Exercise description> Rewrite every line of the data below, including the requests. Offset each coordinate in the answers by adding 36 to it.

Location identification entries
— begin —
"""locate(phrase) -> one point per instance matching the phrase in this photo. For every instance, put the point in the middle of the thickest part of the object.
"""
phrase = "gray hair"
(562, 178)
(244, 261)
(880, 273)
— end —
Exercise output>
"""locate(phrase) -> one point per instance matching the phrase in this photo. For every instance, put the point in the middle of the thickest part of the object.
"""
phrase = "gray hair"
(598, 214)
(280, 297)
(916, 309)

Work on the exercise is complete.